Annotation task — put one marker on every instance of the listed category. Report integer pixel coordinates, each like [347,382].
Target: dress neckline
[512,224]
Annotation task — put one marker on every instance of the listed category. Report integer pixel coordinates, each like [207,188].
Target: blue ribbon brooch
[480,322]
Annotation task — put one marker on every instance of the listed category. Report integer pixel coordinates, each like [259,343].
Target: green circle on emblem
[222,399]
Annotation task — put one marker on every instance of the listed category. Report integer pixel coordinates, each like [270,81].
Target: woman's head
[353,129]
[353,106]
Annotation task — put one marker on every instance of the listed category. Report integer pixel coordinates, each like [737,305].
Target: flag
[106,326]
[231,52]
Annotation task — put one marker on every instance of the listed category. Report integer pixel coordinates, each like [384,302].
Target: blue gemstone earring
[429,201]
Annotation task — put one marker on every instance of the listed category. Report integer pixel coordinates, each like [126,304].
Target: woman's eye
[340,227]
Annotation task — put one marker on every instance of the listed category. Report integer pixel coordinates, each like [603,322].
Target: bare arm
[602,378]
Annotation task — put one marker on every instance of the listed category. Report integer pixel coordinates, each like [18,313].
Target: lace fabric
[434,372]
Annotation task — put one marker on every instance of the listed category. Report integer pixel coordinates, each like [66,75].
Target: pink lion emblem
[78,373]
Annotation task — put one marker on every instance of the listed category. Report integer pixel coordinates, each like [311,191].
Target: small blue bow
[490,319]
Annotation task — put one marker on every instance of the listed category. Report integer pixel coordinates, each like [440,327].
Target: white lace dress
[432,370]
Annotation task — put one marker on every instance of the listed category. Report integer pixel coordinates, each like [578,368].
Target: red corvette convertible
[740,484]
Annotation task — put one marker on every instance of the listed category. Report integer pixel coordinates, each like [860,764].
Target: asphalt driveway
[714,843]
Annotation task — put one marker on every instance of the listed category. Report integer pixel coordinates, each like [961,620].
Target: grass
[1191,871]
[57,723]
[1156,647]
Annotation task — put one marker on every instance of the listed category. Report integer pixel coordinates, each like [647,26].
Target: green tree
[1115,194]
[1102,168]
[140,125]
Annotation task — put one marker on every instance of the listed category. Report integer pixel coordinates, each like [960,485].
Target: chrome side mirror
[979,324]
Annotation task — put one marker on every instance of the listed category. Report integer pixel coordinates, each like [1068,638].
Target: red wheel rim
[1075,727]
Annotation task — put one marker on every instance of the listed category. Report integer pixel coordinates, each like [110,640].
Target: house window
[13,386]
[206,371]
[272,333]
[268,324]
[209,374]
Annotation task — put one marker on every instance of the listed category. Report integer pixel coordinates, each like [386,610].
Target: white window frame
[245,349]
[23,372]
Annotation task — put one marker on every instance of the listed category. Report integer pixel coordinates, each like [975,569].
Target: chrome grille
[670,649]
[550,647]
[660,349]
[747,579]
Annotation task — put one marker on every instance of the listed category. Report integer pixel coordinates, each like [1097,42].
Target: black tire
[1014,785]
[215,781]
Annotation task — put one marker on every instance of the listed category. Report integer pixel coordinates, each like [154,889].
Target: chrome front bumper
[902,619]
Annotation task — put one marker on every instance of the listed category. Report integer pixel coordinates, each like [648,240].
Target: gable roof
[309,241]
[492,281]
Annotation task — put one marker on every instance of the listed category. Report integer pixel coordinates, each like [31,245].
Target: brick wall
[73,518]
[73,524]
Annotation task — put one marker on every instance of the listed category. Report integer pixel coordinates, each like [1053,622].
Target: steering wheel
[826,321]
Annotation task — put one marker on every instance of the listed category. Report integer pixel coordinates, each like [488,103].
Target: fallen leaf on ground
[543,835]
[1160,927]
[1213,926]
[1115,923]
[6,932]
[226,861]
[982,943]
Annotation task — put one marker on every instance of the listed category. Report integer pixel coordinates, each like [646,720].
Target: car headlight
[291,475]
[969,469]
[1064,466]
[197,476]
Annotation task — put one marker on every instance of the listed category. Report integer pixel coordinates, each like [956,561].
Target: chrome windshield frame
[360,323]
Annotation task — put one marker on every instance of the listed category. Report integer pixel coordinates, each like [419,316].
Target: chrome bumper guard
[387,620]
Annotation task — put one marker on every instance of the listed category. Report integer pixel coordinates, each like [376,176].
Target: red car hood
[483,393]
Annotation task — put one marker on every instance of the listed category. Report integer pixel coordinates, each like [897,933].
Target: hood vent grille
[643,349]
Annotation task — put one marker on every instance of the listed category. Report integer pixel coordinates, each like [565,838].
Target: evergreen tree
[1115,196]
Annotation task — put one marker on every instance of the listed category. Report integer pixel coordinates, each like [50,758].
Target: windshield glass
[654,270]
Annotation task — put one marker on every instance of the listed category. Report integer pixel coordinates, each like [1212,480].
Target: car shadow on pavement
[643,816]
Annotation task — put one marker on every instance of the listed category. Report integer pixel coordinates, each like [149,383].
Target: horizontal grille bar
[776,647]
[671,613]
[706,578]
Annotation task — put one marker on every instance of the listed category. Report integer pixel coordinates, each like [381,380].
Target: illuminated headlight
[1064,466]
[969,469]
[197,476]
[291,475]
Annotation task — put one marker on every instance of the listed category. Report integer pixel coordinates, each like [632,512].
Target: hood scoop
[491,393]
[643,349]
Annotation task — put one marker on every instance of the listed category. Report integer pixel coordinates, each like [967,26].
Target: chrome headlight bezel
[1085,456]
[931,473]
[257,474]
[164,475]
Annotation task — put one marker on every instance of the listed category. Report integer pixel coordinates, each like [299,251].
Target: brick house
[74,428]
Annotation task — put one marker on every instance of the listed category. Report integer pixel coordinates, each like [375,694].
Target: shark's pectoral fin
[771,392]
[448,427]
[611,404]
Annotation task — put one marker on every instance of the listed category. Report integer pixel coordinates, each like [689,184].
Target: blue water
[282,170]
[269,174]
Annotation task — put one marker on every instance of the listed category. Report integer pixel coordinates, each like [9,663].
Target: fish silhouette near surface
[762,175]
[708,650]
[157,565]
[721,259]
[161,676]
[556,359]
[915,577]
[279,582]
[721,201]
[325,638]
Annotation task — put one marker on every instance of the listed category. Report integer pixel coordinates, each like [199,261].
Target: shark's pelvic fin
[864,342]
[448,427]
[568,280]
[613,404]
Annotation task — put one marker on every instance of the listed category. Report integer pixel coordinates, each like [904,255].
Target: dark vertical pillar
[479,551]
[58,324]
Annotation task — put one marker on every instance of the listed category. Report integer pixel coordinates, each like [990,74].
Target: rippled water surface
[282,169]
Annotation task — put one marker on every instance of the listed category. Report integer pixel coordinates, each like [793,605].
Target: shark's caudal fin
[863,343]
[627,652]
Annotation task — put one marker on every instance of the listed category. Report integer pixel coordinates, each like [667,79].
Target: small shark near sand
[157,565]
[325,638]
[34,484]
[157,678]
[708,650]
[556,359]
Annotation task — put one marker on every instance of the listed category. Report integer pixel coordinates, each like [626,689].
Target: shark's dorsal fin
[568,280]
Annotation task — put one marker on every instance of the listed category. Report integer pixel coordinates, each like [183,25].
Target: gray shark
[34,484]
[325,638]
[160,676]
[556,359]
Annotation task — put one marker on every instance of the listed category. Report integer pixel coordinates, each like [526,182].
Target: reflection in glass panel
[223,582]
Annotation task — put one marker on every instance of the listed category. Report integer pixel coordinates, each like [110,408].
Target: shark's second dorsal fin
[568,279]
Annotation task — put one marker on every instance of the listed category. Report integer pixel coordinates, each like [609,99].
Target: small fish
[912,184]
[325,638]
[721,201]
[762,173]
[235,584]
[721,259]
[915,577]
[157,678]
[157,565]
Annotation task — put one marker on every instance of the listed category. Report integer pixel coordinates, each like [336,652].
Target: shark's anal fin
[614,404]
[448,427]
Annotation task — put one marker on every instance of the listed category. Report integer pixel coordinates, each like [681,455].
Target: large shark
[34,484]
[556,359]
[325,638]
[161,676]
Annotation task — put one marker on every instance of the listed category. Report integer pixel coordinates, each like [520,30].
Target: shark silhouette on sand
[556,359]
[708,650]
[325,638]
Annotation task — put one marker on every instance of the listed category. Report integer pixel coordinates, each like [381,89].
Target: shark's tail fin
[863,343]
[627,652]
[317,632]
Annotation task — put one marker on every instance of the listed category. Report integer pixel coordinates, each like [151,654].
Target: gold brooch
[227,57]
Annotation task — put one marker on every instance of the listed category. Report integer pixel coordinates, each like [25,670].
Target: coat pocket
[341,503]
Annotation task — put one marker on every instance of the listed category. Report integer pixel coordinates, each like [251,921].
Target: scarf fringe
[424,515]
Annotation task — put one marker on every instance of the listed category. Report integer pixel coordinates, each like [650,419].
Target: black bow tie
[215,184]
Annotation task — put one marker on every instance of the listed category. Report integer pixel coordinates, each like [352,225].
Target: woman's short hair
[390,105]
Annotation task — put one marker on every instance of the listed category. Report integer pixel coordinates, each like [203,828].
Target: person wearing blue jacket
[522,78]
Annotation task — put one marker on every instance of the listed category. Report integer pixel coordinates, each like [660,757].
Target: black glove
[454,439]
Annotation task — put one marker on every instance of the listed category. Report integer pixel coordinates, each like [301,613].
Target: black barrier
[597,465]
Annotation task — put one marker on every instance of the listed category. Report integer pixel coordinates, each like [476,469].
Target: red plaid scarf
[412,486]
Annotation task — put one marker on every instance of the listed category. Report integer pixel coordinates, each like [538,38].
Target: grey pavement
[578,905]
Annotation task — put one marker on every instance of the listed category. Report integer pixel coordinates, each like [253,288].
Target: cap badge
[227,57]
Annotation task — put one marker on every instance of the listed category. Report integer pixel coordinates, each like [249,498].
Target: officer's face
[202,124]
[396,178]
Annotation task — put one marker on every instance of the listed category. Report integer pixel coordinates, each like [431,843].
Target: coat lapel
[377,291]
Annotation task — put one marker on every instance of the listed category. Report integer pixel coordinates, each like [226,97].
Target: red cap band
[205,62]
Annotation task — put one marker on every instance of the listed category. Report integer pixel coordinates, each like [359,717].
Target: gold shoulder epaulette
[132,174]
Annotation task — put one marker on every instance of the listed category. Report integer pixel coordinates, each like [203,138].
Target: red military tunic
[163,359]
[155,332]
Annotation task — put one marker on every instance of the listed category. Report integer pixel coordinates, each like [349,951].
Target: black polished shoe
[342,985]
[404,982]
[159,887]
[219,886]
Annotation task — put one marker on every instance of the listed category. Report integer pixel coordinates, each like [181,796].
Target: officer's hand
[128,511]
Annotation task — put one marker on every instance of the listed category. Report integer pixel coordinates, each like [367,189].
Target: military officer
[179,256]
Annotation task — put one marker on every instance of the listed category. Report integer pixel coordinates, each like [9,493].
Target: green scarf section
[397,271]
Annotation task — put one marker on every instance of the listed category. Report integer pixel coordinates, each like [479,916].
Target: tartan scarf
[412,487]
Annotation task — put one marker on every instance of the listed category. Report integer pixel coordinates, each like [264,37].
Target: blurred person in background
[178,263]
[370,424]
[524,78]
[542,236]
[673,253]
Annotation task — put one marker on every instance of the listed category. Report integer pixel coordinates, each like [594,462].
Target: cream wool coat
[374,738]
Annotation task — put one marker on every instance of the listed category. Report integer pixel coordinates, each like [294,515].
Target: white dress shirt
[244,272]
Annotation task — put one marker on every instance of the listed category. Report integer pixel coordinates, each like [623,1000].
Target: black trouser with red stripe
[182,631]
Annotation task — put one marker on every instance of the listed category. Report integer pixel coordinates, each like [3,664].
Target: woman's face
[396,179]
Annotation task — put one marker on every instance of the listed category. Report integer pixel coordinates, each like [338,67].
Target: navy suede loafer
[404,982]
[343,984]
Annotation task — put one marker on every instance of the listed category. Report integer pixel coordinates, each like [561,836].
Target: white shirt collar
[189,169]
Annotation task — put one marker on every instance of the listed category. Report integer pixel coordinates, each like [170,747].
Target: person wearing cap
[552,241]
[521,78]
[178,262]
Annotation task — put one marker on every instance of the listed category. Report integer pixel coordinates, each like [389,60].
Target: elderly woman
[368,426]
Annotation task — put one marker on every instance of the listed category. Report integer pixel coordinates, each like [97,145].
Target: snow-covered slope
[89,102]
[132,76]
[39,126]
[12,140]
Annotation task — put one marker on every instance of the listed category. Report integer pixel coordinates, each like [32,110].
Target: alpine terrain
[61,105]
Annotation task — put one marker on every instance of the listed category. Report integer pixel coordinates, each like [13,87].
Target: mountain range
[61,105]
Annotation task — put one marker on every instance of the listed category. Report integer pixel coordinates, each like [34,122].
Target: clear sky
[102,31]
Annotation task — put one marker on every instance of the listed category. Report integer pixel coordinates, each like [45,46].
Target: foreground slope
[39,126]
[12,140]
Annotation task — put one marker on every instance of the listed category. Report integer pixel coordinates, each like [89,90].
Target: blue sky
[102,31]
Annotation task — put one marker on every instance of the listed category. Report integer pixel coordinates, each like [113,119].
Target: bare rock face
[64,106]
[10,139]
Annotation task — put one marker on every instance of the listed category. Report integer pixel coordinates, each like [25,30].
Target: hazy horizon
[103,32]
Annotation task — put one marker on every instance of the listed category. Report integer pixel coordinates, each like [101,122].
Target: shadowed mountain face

*What is required*
When the line containing "each like [25,30]." is found in the records above, restate it and every later line word for word through the last one, and nothing more.

*Task output*
Annotation task — put one marker on every instance of the listed category. Report integer pixel coordinates, each like [25,30].
Target: hazy horizon
[103,32]
Annotation task — put one marker on every instance of the listed category. Report integer pixel coordinates, each like [101,122].
Target: shadowed mountain face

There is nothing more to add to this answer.